Directions
Search the entries below. Return every line that has "facade" in it.

Data shown
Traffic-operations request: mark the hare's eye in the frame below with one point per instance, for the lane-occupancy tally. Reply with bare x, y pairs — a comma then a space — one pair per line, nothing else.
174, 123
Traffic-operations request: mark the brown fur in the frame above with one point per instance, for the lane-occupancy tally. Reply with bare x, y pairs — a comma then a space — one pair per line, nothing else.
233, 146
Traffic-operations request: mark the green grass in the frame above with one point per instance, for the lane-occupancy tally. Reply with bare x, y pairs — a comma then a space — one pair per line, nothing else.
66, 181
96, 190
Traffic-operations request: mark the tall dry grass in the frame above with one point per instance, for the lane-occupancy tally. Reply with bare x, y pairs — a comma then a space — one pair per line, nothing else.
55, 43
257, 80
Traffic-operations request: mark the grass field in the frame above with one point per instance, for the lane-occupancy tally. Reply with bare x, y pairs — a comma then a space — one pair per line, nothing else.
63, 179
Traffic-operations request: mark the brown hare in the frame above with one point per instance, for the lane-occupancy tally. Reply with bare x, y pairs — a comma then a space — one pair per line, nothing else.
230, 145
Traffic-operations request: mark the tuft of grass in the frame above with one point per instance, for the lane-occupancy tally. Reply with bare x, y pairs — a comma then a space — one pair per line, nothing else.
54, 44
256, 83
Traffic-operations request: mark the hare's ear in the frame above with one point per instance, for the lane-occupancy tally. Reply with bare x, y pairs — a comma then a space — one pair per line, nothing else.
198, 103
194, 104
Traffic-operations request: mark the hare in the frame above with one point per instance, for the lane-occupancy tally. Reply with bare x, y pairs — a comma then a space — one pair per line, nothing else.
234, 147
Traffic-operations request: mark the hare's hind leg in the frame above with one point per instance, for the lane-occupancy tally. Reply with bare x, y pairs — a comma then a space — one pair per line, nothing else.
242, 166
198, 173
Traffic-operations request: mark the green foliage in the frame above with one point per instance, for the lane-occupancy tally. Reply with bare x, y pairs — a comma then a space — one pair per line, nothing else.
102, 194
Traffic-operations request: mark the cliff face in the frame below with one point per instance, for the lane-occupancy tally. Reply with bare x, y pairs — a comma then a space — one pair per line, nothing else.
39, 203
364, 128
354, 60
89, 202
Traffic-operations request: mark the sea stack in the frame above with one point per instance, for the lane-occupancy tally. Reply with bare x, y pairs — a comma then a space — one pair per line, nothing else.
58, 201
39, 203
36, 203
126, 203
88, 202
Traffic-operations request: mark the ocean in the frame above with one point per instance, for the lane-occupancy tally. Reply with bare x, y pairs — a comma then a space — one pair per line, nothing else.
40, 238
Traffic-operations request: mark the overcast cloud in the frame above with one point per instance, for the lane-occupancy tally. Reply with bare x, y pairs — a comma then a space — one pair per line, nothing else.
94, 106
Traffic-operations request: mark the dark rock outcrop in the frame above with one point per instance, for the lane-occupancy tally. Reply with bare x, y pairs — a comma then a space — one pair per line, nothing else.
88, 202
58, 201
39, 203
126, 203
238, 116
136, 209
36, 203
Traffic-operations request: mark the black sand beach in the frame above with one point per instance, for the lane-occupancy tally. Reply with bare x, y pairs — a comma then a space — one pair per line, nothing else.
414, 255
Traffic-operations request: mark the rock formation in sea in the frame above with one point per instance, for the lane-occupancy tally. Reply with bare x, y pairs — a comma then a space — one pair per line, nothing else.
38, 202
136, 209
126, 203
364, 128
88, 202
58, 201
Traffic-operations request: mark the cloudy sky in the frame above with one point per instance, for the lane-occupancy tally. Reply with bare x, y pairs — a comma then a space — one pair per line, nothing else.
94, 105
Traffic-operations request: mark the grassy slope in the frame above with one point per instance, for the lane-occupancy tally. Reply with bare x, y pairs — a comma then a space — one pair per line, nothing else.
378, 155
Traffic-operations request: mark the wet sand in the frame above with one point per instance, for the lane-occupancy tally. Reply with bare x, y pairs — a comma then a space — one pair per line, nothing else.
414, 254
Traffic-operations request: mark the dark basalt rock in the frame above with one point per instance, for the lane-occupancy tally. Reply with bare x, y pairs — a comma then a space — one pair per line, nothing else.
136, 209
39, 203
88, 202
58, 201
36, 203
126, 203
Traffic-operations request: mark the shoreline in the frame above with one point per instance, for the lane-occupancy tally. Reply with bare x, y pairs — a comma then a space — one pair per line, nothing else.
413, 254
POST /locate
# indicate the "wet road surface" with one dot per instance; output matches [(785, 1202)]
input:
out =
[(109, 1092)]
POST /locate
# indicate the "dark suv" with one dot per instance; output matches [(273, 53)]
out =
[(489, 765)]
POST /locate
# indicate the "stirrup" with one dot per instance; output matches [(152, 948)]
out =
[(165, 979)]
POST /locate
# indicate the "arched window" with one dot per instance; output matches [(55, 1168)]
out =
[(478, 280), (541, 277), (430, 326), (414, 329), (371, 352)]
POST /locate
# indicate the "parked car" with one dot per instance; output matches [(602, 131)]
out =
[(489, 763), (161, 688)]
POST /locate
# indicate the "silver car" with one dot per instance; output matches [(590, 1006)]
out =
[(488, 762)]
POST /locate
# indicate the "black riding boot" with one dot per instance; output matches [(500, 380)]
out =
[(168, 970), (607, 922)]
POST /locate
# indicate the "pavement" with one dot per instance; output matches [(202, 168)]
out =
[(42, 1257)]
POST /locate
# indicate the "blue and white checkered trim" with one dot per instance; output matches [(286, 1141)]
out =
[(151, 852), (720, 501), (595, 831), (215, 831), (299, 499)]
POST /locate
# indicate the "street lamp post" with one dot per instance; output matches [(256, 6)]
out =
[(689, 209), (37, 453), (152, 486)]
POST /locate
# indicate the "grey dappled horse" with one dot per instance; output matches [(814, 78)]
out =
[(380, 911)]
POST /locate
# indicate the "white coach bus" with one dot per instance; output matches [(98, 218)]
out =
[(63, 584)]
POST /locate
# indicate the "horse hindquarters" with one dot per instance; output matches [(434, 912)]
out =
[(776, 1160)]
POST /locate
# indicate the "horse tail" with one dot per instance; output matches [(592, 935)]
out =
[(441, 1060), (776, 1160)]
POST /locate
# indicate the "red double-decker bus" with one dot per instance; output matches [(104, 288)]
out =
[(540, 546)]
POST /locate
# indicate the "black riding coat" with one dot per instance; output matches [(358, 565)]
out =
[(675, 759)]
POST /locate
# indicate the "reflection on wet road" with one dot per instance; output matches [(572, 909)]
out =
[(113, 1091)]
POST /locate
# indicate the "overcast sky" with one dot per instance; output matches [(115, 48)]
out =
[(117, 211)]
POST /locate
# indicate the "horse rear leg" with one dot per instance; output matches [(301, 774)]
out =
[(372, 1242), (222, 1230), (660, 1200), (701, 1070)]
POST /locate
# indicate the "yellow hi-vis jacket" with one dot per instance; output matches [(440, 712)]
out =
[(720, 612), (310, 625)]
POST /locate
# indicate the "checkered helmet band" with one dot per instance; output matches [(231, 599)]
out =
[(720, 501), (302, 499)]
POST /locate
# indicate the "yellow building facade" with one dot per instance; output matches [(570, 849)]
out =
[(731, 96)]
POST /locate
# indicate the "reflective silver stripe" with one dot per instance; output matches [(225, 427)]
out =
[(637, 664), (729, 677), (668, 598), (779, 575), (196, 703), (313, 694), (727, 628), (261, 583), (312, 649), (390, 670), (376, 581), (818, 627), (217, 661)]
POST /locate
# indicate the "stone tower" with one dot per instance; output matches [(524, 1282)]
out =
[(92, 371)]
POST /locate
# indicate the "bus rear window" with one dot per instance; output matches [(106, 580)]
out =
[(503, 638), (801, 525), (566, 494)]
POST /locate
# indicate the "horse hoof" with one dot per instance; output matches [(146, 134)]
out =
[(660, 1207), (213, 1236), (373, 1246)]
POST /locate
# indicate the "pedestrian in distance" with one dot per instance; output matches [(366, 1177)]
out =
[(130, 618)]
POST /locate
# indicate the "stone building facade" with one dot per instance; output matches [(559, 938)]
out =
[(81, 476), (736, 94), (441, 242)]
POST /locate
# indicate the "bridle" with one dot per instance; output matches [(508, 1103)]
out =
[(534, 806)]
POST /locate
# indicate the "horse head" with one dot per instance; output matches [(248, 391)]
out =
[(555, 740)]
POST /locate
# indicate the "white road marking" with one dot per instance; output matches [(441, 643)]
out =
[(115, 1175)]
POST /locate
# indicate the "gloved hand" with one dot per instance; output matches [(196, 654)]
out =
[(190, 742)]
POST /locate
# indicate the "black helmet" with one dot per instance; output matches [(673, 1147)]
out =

Exercise output
# indicate the "yellow building facade" with one dot per instance; output matches [(570, 849)]
# indicate the "stone building facade" with one dot per instance; output matches [(559, 938)]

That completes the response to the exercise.